## Selected excerpt

Ticket-Bench evaluates how well models operate a ticket-buying platform. The environment provides information about the user and tools to search events, choose seats and complete the purchase; the model has to chain these calls correctly across a multi-turn conversation. It’s a multilingual benchmark, and here we report the Portuguese run, measuring the success rate on completing the purchase (pass@1).

MARCA (MAritaca Research Checklist evAluation)

github.com/maritaca-ai/MARCA

MARCA evaluates how well models find information by browsing the web, focusing on questions that require breadth-first search — that is, collecting and synthesizing information from multiple sources to produce a report listing several entities. Each question comes with a checklist, used by a judge model (GPT-4.1) to measure the completeness and correctness of the answer.

OAB (judge)

Internal

Here the model acts as a judge: it scores pieces and questions from the second phase of the OAB (Brazilian Bar) exam, and the metric is the agreement between the model’s score and the human examiner’s. It measures how well the model masters legal grading criteria — not whether it writes well itself, but whether it judges as an experienced examiner would.

Internal

Here the model drafts legal documents: initial petitions, defenses and rulings. The quality of each piece is judged by an LLM (GPT-5.4) comparing the answer to a reference, evaluating structure, reasoning and fit to what was requested. This is the benchmark where Sabiá 4 Thinking leads among the evaluated models.

## What the task requires
Can you repeat the benchmark descriptions from "MARCA (MAritaca Research" up to and including "of the answer.", word for word?

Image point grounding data
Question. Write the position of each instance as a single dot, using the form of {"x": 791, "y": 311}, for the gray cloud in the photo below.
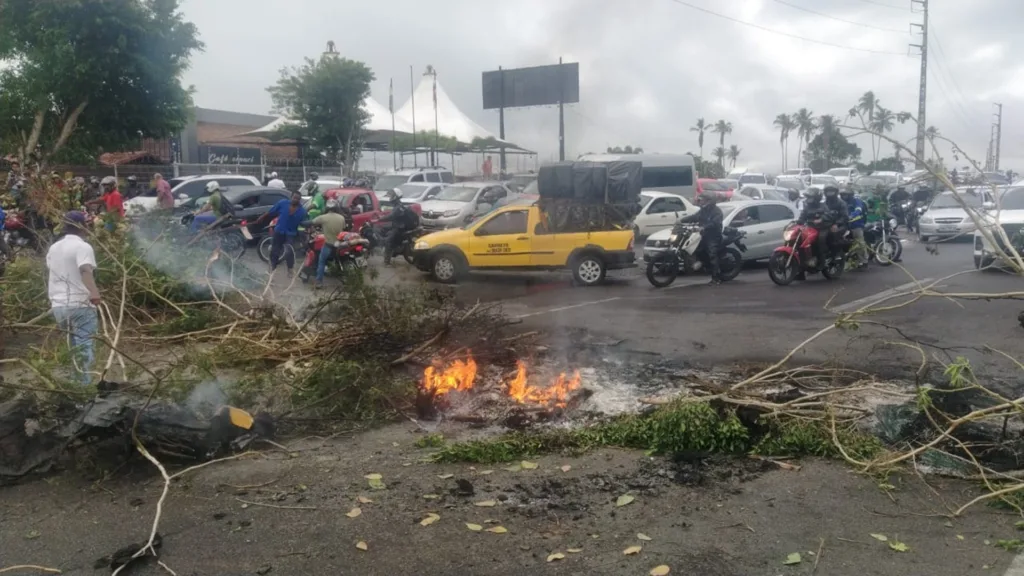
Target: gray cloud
{"x": 648, "y": 68}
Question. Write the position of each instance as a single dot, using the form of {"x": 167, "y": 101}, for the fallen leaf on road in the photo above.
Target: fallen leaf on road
{"x": 898, "y": 546}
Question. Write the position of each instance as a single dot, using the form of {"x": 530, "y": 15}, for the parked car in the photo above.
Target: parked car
{"x": 845, "y": 175}
{"x": 763, "y": 220}
{"x": 659, "y": 210}
{"x": 1011, "y": 215}
{"x": 188, "y": 188}
{"x": 945, "y": 217}
{"x": 458, "y": 204}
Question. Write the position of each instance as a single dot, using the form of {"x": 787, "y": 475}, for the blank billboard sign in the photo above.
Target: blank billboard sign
{"x": 541, "y": 85}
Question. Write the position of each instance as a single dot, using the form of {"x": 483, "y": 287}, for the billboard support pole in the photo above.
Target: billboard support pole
{"x": 501, "y": 120}
{"x": 561, "y": 113}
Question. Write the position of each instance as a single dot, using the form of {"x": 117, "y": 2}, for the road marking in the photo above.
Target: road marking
{"x": 885, "y": 294}
{"x": 560, "y": 309}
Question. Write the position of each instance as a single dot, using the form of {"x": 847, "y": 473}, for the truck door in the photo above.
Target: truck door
{"x": 501, "y": 241}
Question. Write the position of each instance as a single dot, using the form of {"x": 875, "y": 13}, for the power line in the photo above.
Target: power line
{"x": 844, "y": 21}
{"x": 787, "y": 35}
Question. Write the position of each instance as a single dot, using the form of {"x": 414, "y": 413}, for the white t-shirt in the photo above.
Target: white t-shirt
{"x": 64, "y": 259}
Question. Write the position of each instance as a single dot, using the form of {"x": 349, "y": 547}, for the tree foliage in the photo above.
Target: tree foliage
{"x": 325, "y": 97}
{"x": 87, "y": 76}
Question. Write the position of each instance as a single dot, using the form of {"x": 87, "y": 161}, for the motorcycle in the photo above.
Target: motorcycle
{"x": 350, "y": 251}
{"x": 796, "y": 256}
{"x": 686, "y": 255}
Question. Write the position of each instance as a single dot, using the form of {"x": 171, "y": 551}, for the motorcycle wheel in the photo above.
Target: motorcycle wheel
{"x": 730, "y": 263}
{"x": 263, "y": 249}
{"x": 663, "y": 270}
{"x": 779, "y": 273}
{"x": 886, "y": 252}
{"x": 233, "y": 244}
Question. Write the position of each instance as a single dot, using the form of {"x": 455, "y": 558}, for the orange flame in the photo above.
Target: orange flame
{"x": 458, "y": 376}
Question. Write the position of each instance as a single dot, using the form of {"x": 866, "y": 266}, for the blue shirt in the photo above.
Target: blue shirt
{"x": 288, "y": 223}
{"x": 858, "y": 213}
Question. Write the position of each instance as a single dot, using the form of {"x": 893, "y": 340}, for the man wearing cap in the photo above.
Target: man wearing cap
{"x": 74, "y": 295}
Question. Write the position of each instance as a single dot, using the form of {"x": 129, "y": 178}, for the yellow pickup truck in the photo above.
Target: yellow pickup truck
{"x": 516, "y": 238}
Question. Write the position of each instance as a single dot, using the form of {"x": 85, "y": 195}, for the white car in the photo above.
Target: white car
{"x": 189, "y": 188}
{"x": 659, "y": 211}
{"x": 763, "y": 220}
{"x": 1011, "y": 217}
{"x": 845, "y": 175}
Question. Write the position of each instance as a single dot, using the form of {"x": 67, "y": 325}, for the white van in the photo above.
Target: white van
{"x": 674, "y": 173}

## Result of the task
MARCA (MAritaca Research Checklist evAluation)

github.com/maritaca-ai/MARCA

MARCA evaluates how well models find information by browsing the web, focusing on questions that require breadth-first search — that is, collecting and synthesizing information from multiple sources to produce a report listing several entities. Each question comes with a checklist, used by a judge model (GPT-4.1) to measure the completeness and correctness of the answer.